What is asked:
Rewrite the lines below, substituting "dot" for every occurrence of "marker" and leaving all other text unchanged.

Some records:
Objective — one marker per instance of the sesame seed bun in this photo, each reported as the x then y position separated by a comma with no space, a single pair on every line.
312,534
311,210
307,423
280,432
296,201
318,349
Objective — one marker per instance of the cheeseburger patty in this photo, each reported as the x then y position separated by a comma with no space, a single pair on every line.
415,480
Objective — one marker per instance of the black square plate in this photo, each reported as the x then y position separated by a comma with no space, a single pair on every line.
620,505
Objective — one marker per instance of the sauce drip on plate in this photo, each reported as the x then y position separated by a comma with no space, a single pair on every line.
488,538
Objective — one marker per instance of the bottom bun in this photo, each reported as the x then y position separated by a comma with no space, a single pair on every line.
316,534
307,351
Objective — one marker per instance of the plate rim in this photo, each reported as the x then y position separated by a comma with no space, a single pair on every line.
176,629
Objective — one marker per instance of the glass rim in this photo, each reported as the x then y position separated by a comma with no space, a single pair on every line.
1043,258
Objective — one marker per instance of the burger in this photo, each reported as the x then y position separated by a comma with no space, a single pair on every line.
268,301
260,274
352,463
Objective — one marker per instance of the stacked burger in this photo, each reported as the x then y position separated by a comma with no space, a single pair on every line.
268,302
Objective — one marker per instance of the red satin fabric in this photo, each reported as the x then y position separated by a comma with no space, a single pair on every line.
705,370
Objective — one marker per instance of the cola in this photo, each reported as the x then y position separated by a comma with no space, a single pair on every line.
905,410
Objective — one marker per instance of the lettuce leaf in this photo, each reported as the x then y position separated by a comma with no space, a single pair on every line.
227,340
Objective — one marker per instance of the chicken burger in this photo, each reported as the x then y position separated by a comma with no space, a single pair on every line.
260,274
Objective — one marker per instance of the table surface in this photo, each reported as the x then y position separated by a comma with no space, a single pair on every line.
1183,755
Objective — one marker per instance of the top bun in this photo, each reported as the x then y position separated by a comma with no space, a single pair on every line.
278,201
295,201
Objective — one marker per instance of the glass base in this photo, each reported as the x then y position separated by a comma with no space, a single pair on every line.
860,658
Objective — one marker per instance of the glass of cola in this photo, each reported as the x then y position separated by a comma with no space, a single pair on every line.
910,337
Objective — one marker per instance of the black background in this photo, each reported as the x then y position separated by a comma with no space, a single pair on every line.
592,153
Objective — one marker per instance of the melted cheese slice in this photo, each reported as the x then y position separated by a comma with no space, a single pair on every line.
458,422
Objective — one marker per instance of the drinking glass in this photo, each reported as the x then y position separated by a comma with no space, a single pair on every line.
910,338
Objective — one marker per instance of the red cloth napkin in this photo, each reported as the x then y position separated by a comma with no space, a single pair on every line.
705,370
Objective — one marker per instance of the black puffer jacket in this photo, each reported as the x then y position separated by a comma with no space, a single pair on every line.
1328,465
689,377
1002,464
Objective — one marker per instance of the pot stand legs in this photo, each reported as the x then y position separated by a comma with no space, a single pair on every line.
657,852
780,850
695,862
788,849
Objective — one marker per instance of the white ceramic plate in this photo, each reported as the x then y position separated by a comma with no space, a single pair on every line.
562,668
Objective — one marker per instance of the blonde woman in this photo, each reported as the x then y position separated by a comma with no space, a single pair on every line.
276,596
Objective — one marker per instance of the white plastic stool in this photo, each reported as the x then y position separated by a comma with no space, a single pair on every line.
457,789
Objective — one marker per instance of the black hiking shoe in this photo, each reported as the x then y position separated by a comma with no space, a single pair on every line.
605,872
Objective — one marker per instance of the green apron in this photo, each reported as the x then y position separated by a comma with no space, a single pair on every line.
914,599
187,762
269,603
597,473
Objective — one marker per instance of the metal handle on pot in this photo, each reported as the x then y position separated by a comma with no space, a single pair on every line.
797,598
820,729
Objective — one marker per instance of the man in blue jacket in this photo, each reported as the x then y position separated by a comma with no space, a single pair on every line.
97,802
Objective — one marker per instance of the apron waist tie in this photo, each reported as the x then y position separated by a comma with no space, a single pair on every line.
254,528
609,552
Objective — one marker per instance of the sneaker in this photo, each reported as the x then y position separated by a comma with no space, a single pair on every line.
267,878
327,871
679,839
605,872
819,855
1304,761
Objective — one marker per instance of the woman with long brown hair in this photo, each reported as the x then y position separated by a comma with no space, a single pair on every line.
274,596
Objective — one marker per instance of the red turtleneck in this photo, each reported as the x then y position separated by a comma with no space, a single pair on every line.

Worked answer:
Objective — one dot per instance of the sesame seed bun in this photo, each reported as the x then y position separated by a comma with no space, a single pair on every line.
312,534
311,210
307,423
280,432
296,201
318,349
Objective — one dot per instance of the cheeseburger patty in this photo, each reported as the x then y position separated by a comma with no space, a single pair on every line.
415,480
Objective — one dot per instance of the black square plate in this photo, each reported as the x then y position separated by a comma with no space, a single pair on every line.
620,505
Objective — one dot per instance of the sauce drip on plate in this photo, each reported as the x then y position separated by a comma with no space, a single pair on every line.
488,538
Objective — one dot per instance of the bottom bun in this photo, each reported as the x then y position separated by a comma with no space, a single pair on every line.
316,534
307,351
Objective — one dot per instance of the plate rim in this photo, each reported as the x then y position separated by a comma with no space, a single pair on every line.
176,629
Objective — one dot per instance of the glass rim in this photo, each reported as the x then y position separated by a comma with no space, a single pair on every line.
1043,258
Objective — one dot per instance of the burger in this photo, each reported as the x then y position separated by a comma with no space, a single pair on every line.
268,301
260,274
352,463
Objective — one dot per instance of the stacked burger in this photo, each reported as the x then y position separated by a comma with no space, a single pair on every line.
268,302
Objective — one dot per instance of the red satin fabric in this photo, each reported as the x then y position separated by a comma with no space, a single pair on every line.
705,370
Objective — one dot per instance of the cola in this photo, each reported as the x then y position separated by a comma with no space, a single pair on every line.
905,410
Objective — one dot per instance of the lettuce leaf in this photo, each reported as the x then y position separated by a comma with no space, a single pair on every line.
227,340
Objective — one dot per instance of the chicken burger in this photo, each reported as the x then y position separated by a comma with no space, a single pair on every line.
260,274
Objective — one dot per instance of the table surface in this photo, each reported as the x then y position separated by a comma with no space, a single pair on every line.
1183,755
Objective — one dot per instance of the top bun in this photo, each reported as the x then y position separated by a comma with no space, a single pair on every line.
278,201
295,201
Objective — one dot per instance of the glass base in this photo, each reported as the x then y position separated by a comma with no space, a single pair on every line.
860,658
Objective — one dot per instance of the glass of cola in this photo, each reported as the x then y position separated by a comma with no space, a single pair on every line.
910,337
Objective — one dot per instance of the black background in this photo, each reported as the x then y position separated by a comma with no space, a single pair on every line.
592,153
Objective — one dot per instance of the melted cheese slice in this photo, each reported as the x then y position separated by a comma with no space, a single pair on every line.
458,422
Objective — one dot per instance of the drinking glass in this photo, each reported as the x then y position separated by a comma with no space, a single pair on every line.
910,338
Objective — one dot per instance of the red cloth napkin in this photo, each reported as the x then y position separated by a comma with no space, a single pair on every line.
705,370
Objective — one dot per instance of the black puffer jacket in this photo, each reported as the x then y position separated by a comma with no space, a single pair on every line.
1328,465
689,377
1002,464
Objective — one dot per instance of the pot stand legs in this photo, each reported as the x then y position separated by a comma with no space, a single pair on every line.
657,852
780,850
695,862
788,849
Objective — one dot per instance of the white ceramic plate in this photo, each reported as the x then y position separated by a comma with no space, a single pair on every line.
562,668
Objective — one dot per instance of the blonde woman in this photo, each reported as the x then y position separated by a comma with no space, a single pair on every line.
276,596
Objective — one dot per instance of the white plastic stool in this photo, each reported as the x then y position separated by a comma with no space, a single pair on every line.
457,789
Objective — one dot per instance of the black hiking shoe in this photo, each reported as the x then y position separated by a comma with no space, a single pair on every line.
605,872
Objective — one dot per instance of the green apron in this photo, each reported as the x then y position separated by a comma with no space, a single pair on every line.
914,599
187,762
269,603
597,473
Objective — one dot per instance of the metal handle on pot in this photo, each reported as the x then y position separated by a comma with no space, a single pair on every line.
797,598
820,729
Objective — one dot per instance of the man in blue jacket in this photo, each reported as the x then y position separated by a comma with no space, a single pair on every line.
97,802
Objective — one dot per instance of the apron waist tie in this photo, each reported as the x then y position separated by a comma with no space, a single pair on every line.
254,528
609,552
Objective — one dot per instance of the sneaker in this photo, each reported as the x then y position separated by a comma with no space, a single pair on every line.
267,878
327,871
679,839
605,872
819,855
1304,761
Objective — one dot per instance of the woman with long brown hair in this photo, each reported as the x then y position separated by a comma with no space, a single pair on every line.
274,596
Objective — one dot per instance of the red turtleneck in this photo, each reported as the x then y position separated by a comma with no space, a single pair on every line.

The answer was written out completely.